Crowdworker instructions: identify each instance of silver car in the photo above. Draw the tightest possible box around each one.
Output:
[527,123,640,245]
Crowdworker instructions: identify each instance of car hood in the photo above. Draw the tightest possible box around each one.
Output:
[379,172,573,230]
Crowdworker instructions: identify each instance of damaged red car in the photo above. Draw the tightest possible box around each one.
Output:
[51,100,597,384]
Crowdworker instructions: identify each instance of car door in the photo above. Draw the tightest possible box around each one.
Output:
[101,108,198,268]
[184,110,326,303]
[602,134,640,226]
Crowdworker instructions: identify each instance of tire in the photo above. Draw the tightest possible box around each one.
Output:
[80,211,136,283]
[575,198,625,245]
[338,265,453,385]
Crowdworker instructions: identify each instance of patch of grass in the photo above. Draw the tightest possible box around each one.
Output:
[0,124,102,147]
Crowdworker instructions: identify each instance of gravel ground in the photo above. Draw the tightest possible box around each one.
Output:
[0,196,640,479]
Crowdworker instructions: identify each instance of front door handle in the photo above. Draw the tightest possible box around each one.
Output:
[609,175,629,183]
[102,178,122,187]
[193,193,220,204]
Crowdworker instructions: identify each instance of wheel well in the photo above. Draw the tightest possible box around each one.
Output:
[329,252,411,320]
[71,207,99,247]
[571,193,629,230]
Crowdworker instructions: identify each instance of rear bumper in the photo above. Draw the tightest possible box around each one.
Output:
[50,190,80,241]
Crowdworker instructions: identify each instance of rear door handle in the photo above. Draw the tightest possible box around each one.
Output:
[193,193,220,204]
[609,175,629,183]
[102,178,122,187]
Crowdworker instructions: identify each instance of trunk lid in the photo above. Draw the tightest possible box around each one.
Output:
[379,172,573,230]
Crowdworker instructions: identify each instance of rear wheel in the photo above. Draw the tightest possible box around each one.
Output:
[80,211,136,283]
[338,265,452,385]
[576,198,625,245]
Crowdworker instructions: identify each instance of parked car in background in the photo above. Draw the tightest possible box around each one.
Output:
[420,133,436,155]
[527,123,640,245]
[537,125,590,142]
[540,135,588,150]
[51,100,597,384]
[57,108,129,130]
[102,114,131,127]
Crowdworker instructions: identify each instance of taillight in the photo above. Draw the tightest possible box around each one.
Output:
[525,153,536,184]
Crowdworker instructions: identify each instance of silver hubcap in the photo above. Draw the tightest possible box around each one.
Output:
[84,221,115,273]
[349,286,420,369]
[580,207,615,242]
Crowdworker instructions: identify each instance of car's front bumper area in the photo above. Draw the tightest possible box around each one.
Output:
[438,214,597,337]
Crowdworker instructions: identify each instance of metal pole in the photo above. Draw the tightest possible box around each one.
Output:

• Problem to solve:
Recast every line of the entries above as a Markdown table with the columns Row and Line. Number the rows in order and leave out blank lines.

• Exercise answer:
| Row | Line |
|---|---|
| 1 | Crowdworker instructions: identify each instance of silver car in the photo above. Draw the tightest possible box around each one. |
| 2 | Output: |
| 3 | [527,123,640,245] |
| 4 | Crowdworker instructions: identify each instance of car hood in the photo above. Draw the tightest possible box around each one. |
| 5 | Output: |
| 6 | [379,172,573,230] |
| 7 | Crowdworker instructions: identify each instance of damaged red car in the photo above. Draw the tightest possible box around each one. |
| 8 | Output: |
| 9 | [51,100,597,384] |
| 10 | Crowdworker instructions: identify each instance of car door in the photo above. Draw the tightest possible box around each one. |
| 11 | Output: |
| 12 | [101,108,198,268] |
| 13 | [184,110,326,303] |
| 14 | [602,134,640,226] |
| 15 | Crowdworker instructions: identify each instance of tire in the photo above. Draw the tightest possible box around each one. |
| 16 | Output: |
| 17 | [80,211,136,283] |
| 18 | [575,198,625,245] |
| 19 | [338,265,453,385] |
| 20 | Crowdworker instructions: identify each instance of patch of grass in the photo above. Draw the tightest possible box around each one. |
| 21 | Output: |
| 22 | [0,124,102,147] |
| 23 | Crowdworker instructions: identify each instance of gravel ground in the photo above. Draw the tightest possible box around each one. |
| 24 | Output: |
| 25 | [0,196,640,479] |
| 26 | Crowdworker instructions: identify each instance of front door handle in the photo above. Draw the tightest possible box around each one. |
| 27 | Output: |
| 28 | [609,175,629,183] |
| 29 | [102,178,122,187] |
| 30 | [193,193,220,204] |
| 31 | Crowdworker instructions: identify each instance of wheel well in the photo above. Draw the tightest possible box around each one. |
| 32 | Output: |
| 33 | [329,252,411,320] |
| 34 | [71,207,99,247] |
| 35 | [571,193,629,230] |
| 36 | Crowdworker instructions: identify each instance of rear bumper in the photo above. Draw the tightest possible box around each one. |
| 37 | Output: |
| 38 | [50,190,80,241] |
| 39 | Crowdworker instructions: identify each instance of rear door handle in the photo above. Draw the tightest possible box around each one. |
| 40 | Output: |
| 41 | [193,193,220,204] |
| 42 | [609,175,629,183] |
| 43 | [102,178,122,187] |
| 44 | Crowdworker instructions: identify each instance of trunk lid in the photo above. Draw the tightest possible box around each one. |
| 45 | Output: |
| 46 | [379,172,573,230] |
| 47 | Crowdworker instructions: identify each instance of rear wheel in the photo above. Draw the tightest possible box around each one. |
| 48 | Output: |
| 49 | [80,211,136,283] |
| 50 | [338,265,452,385] |
| 51 | [576,198,625,245] |
| 52 | Crowdworker instructions: identify each instance of parked car in background in the photo above. Draw the tightest possible box around each one. |
| 53 | Output: |
| 54 | [420,133,436,155] |
| 55 | [527,123,640,245] |
| 56 | [537,125,590,142] |
| 57 | [540,135,588,150] |
| 58 | [51,100,597,384] |
| 59 | [57,108,129,130] |
| 60 | [102,114,131,127] |
| 61 | Crowdworker instructions: identify each instance of taillight in the photo above. Draw the tightest possible box around each one. |
| 62 | Output: |
| 63 | [525,153,536,184] |
| 64 | Crowdworker instructions: identify each instance of silver hubcap in the photo above. Draw the tightest possible box around each one. |
| 65 | Output: |
| 66 | [84,221,115,273] |
| 67 | [349,286,420,369] |
| 68 | [580,207,615,242] |
| 69 | Crowdworker instructions: identify each instance of car's front bumper area in the photo above. Draw the tightest possible box around each one. |
| 70 | Output: |
| 71 | [438,214,597,337] |
| 72 | Crowdworker instructions: identify each instance of metal pole in the photo above. Draw the tightest possible box around each one. |
| 73 | Output: |